PAGE.
-- START --

Lebanese army threatens media that depict Hezbollah in Sidon battle


McClatchy Foreign Staff

Amid a brewing controversy over the participation of the Shiite militant group Hezbollah in a Lebanese army operation against a radical Sunni cleric, army officials said Friday that they were considering filing judicial charges against news outlets that broadcast footage that appeared to confirm the group’s role.

The threat came even as the army came under fire from human rights advocates and Sunni political figures after amateur video surfaced that appeared to show soldiers beating an unarmed detainee. The army also is being accused in the death of another detainee, who was being questioned after his arrest during the two-day siege of a mosque complex occupied by followers of Sheikh Ahmad al Assir.

The burgeoning scandal comes on the heels of a violent fight for control of the mosque complex in the southern city of Sidon, which pitted supporters of the vehemently anti-Hezbollah cleric, who also supports the mostly Sunni rebels in neighboring Syria, against a combined force of Lebanese army commandos and members of Hezbollah’s military wing. At least 40 people were killed – including about 18 soldiers – and scores wounded in the battle.

The cooperation between Hezbollah and the army against a Sunni cleric is particularly sensitive in a country where the army is supposed to be a neutral force among Lebanon’s many sects.

Supporters of Assir demonstrated Friday in Sidon, Beirut and the northern city of Tripoli to protest the military operation against him, Hezbollah’s participation in it and the army’s alleged mistreatment of detainees. Assir remains at large.

Hezbollah’s participation in the Sidon operation was first reported by journalists working for McClatchy and The Times of London who’d witnessed the militant group’s fighters in combat. The Lebanese army energetically denied their reports Monday, but they were confirmed by the broadcast on Lebanese TV of video of apparent Hezbollah fighters conducting military operations.

On Friday the army released a statement that threatened legal action and claimed that the footage and reports were part of a political agenda to discredit it.

“At a time that the Lebanese army was fighting a fierce battle against an armed group that was spreading sedition and meddling with the country’s security . . . a cheap political and media campaign was targeting it,” the statement said.

An army spokesman didn’t return calls requesting comment but the statement alleged that news reporting and the broadcast videos were false and, in the case of the video, fabricated.

“We have the right to refer the matter to the competent judicial authority,” the statement said.

A group of Sunni clerics from Sidon and a major Sunni political party called for the army to explain its cooperation with Hezbollah.

Samir Kassir Eyes, a Lebanese media watchdog and press freedom organization, said the army’s threat of legal action was at least preferable to the physical attacks that Lebanese journalists frequently face.

-- END --

WHAT YOU WILL DO.
- 1) According to the article on the Sidon battle, why is the army's cooperation with Hezbollah against a Sunni cleric especially sensitive?
- 2) In the article on the Sidon battle, who first reported Hezbollah's participation in the operation?

DATA RECORDS.

-- START --

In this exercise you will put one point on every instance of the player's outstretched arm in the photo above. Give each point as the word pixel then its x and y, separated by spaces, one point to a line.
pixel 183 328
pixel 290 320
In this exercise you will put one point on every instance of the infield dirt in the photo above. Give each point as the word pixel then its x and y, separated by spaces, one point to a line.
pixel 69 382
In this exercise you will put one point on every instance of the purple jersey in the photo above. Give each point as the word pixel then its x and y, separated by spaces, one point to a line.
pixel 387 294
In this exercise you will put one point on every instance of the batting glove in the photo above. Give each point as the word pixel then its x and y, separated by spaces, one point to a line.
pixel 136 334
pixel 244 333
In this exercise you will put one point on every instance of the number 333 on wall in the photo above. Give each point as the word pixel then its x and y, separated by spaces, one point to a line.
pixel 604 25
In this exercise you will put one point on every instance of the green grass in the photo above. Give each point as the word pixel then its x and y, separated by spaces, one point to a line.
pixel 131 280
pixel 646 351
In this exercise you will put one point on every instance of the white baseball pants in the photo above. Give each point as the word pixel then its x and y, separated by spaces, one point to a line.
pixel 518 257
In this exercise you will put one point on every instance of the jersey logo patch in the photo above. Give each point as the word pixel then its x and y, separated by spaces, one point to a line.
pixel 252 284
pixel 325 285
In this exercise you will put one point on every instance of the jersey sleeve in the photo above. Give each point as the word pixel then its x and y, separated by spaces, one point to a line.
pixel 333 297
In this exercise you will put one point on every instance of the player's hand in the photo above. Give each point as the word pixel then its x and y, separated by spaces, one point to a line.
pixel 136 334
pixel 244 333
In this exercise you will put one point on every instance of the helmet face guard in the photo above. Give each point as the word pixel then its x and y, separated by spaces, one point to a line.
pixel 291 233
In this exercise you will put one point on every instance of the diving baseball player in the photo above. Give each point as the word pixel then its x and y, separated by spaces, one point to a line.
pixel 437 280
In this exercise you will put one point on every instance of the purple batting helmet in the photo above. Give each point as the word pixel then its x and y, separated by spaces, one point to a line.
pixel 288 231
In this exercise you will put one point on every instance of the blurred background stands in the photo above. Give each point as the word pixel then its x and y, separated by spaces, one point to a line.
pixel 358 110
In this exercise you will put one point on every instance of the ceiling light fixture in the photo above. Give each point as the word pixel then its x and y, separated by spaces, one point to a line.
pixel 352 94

-- END --

ANSWERS BY TASK.
- 1) It is especially sensitive because the Lebanese army is supposed to be a neutral force among Lebanon's many sects.

- 2) Journalists working for McClatchy and The Times of London, who had seen the group's fighters in combat.